*** Estratto del documento ***

Le disposizioni contenute nel decreto attuativo sono improntate a tre obiettivi:
Inclusione di lavoratori e imprese;
Semplificazione e certezze per le imprese;
Razionalizzazione delle integrazioni salariali.
In attesa della pubblicazione del Decreto in Gazzetta Ufficiale che comporterà l’entrata in vigore della nuova normativa ecco di seguito il sunto delle novità pubblicate sul sito del Governo a seguito della Conferenza stampa del Ministro del Lavoro e delle Politiche sociali, Giuliano Poletti e del Sottosegretario alla Presidenza del Consiglio, Claudio De Vincenti.
Inclusione di lavoratori e imprese
Il decreto rende strutturale la NASpI a 24 mesi per sempre. La NASpI, la nuova indennità in vigore dal 1 maggio 2015, è uno dei sussidi di disoccupazione più inclusivi d’Europa: oltre il 97% degli assicurati la ottiene, se perde il lavoro. Rispetto alle indennità precedenti (ASpI e miniASpI), il 70% dei beneficiari ottiene una prestazione che dura almeno un mese in più di prima. Inoltre, come ripetutamente affermato dal governo, il decreto introduce una salvaguardia, per il solo 2015, della durata della NASpI con riferimento ai lavoratori stagionali del settore del turismo e degli stabilimenti termali.
Il decreto mette a regime e rende strutturali (cioè finanzia per sempre) altre importanti misure di politica sociale:
le misure di conciliazione dei tempi di cura, di vita e di lavoro (tra le quali l’estensione del congedo parentale);
l’assegno di disoccupazione (ASDI), che fornisce un reddito sino a sei mesi ai beneficiari di NASpI con figli minori o ultracinquantacinquenni che esauriscono il sussidio senza avere trovato lavoro e hanno un Indicatore della Situazione Economica Equivalente (ISEE) inferiore a 5.000 euro all’anno;
il fondo per le politiche attive del lavoro.

*** Dati forniti ***

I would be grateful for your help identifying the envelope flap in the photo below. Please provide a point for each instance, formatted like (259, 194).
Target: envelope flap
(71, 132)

***

Secondo l'estratto sul decreto attuativo, quali sono gli obiettivi a cui sono improntate le disposizioni del decreto? Elencali tutti. Per rispondere basati soltanto sull'estratto.

- Inclusione di lavoratori e imprese
- Semplificazione e certezze per le imprese
- Razionalizzazione delle integrazioni salariali